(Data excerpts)
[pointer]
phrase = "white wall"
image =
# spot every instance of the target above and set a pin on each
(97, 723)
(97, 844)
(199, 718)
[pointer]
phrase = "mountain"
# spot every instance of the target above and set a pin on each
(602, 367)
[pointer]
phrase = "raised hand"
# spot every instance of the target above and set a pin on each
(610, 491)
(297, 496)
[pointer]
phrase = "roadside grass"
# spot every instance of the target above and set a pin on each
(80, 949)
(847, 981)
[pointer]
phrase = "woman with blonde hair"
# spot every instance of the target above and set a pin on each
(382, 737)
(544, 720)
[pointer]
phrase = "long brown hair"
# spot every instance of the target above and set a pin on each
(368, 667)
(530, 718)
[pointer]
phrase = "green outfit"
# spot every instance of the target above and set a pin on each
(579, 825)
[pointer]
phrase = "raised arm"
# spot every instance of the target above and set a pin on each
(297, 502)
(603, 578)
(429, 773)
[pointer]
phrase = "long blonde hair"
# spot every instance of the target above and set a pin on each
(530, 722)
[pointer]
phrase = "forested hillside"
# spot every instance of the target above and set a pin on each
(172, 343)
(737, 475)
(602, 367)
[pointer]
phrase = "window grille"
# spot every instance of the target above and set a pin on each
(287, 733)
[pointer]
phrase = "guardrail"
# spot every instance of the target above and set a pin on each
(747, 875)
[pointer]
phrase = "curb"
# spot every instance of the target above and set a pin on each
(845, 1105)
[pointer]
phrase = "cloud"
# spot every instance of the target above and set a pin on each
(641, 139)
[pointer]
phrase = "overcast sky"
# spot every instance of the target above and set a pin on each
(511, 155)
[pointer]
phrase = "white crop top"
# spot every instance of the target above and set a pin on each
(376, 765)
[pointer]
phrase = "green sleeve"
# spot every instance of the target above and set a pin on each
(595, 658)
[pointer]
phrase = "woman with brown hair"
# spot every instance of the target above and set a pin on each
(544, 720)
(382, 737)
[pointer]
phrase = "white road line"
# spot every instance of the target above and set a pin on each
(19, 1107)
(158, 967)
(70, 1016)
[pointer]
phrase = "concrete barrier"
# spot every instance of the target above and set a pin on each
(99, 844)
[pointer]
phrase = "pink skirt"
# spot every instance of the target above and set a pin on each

INSTRUCTIONS TO FOLLOW>
Among the entries, find each line that includes the string "long" and copy it.

REPLY>
phrase = "long brown hair"
phrase = "long blonde hair"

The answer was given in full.